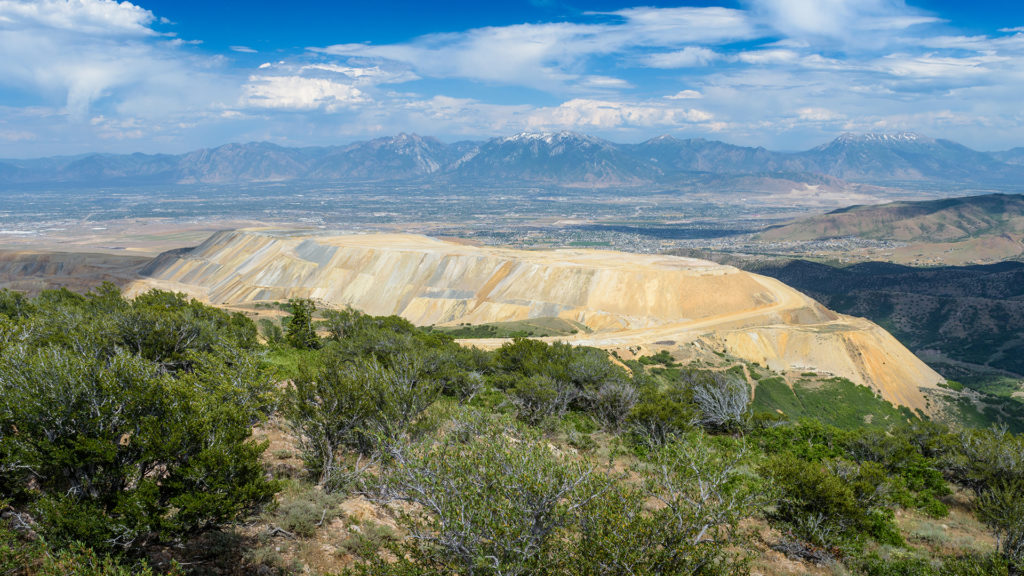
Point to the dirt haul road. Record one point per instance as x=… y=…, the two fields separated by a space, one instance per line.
x=627 y=301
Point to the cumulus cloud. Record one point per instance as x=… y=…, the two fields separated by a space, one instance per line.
x=771 y=71
x=77 y=52
x=685 y=94
x=849 y=21
x=297 y=92
x=88 y=16
x=687 y=57
x=548 y=55
x=582 y=113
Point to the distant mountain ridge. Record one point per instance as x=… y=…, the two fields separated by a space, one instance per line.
x=949 y=219
x=556 y=158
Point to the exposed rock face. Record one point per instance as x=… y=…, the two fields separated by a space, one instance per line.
x=628 y=300
x=34 y=271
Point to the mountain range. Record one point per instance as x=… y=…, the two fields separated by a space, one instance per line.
x=559 y=159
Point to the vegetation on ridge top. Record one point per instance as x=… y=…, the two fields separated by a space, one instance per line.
x=126 y=439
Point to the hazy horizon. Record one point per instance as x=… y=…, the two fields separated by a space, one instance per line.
x=168 y=77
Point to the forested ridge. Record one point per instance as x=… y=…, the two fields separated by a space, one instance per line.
x=135 y=439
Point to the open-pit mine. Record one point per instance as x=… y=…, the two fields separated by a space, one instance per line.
x=630 y=303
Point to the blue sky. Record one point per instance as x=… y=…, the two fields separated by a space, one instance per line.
x=175 y=75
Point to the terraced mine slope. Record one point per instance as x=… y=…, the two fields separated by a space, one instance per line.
x=629 y=302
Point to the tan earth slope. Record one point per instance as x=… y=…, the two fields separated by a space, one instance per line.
x=628 y=300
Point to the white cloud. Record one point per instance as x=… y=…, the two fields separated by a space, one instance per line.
x=582 y=113
x=685 y=94
x=89 y=16
x=687 y=57
x=854 y=22
x=768 y=56
x=936 y=67
x=76 y=53
x=297 y=92
x=549 y=56
x=369 y=75
x=818 y=115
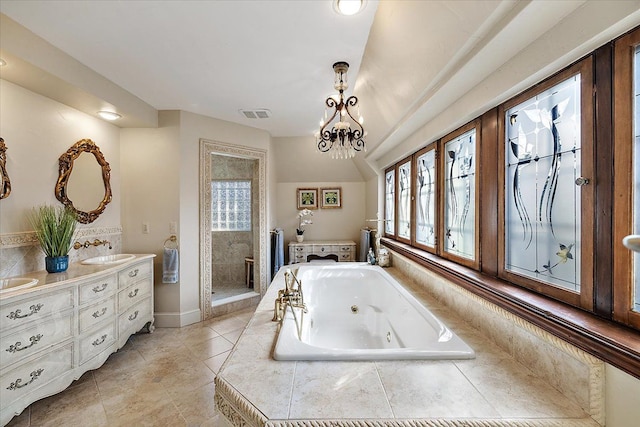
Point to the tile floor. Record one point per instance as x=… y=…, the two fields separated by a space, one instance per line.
x=159 y=379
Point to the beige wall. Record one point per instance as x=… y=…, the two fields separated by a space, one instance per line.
x=37 y=131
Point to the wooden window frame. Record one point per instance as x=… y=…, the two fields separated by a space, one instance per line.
x=395 y=203
x=584 y=298
x=623 y=209
x=472 y=263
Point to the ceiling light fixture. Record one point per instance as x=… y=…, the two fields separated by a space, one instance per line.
x=341 y=134
x=348 y=7
x=109 y=115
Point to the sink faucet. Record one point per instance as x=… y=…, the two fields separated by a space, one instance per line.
x=77 y=245
x=291 y=295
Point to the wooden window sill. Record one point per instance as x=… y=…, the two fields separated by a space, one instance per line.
x=611 y=342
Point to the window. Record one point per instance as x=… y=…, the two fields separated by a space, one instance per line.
x=626 y=267
x=390 y=203
x=459 y=154
x=426 y=182
x=231 y=205
x=404 y=200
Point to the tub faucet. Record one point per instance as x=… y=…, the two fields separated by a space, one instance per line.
x=291 y=295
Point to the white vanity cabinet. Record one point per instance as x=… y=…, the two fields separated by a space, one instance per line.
x=344 y=250
x=68 y=324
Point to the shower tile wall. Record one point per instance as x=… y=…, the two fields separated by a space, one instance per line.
x=230 y=248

====

-- Your instructions --
Output the data verbatim, images excluded.

-- Result of the exercise --
Point to the dirt haul road. Record one point per instance as x=… y=…, the two fields separated by a space, one instance per line.
x=627 y=301
Point to the cumulus cloud. Record one point per instance as x=… y=…, the two fields separated by a space, one instance per line.
x=771 y=71
x=77 y=52
x=685 y=94
x=849 y=21
x=297 y=92
x=88 y=16
x=687 y=57
x=548 y=55
x=582 y=113
Point to the distant mountain ridge. Record one point per instance as x=… y=…, the two fields separated by a space, one instance per line.
x=949 y=219
x=556 y=158
Point to the exposed rock face. Record one point per instance as x=… y=…, the two fields separated by a space, one instance per line.
x=628 y=300
x=34 y=271
Point to the mountain range. Record one point per instance as x=… y=…, the two fields separated by a space, one instance per line.
x=559 y=159
Point to the vegetation on ridge top. Record one point per instance as x=… y=…, the two fields separated by a space, one instance per line.
x=126 y=439
Point to the hazy horizon. Record one point per instance as x=… y=…, the two fields separated by a space, one instance per line.
x=168 y=77
Point to the forested ridge. Record one point per instance as x=… y=…, the two fields separated by a space, one instance per line.
x=135 y=439
Point to the open-pit mine. Record one point per instance as x=… y=…, the two fields separated by a space, one instance per line.
x=630 y=303
Point to the blue sky. Record one point per instance as x=… y=…, the two fields separated by a space, one instance per line.
x=175 y=75
Point to the terraced mine slope. Record one point per instance as x=… y=…, the two fields separated by a space, one instance per line.
x=629 y=302
Point to the tan earth slope. Record one point per instance as x=… y=…, the two fields separated by a space, one instance per line.
x=628 y=300
Point to the white cloud. Record one point per instance as x=… y=…, the two fields separated by a space, one instance per line.
x=582 y=113
x=685 y=94
x=89 y=16
x=687 y=57
x=854 y=22
x=768 y=56
x=936 y=67
x=76 y=53
x=297 y=92
x=549 y=56
x=369 y=75
x=818 y=115
Point to the tile floor. Record one point per instance as x=… y=…, the two fields separated by a space, one instance per line.
x=159 y=379
Point to the beige wall. Record one point per instance as x=… y=…, the two fields separated by a space, one instance per line.
x=37 y=131
Point to the wooden window frame. Record one point per instance as x=… y=…, the two fields separated by a space, one instance per line.
x=395 y=203
x=584 y=298
x=623 y=209
x=472 y=263
Point to the ceiling light fixture. Record one point per instance as x=… y=…, the two fields separated by a space, one instance per line.
x=341 y=134
x=348 y=7
x=109 y=115
Point to the sink faucet. Record one point per instance as x=… y=…, the two fields separated by a space, one instance per line.
x=77 y=245
x=291 y=295
Point to the wooden window sill. Record one point per instance as x=… y=…, the two fields separated by a space, one instance per line.
x=611 y=342
Point to the window. Record one point per instance as x=… y=…, the two fields separated by a space, one instance per line.
x=626 y=267
x=390 y=203
x=459 y=154
x=426 y=182
x=231 y=205
x=404 y=200
Point to the tub faucet. Record one point per instance as x=… y=…, the two fields separated by a space, one instance per line.
x=291 y=295
Point to the white vanity cabinet. Record one point per instance as x=… y=…, the two fields separated by a space, one instance per line.
x=344 y=250
x=68 y=324
Point to the shower tile wall. Record one point per instance as x=… y=…, the two fields separated by a space, one instance per line.
x=230 y=248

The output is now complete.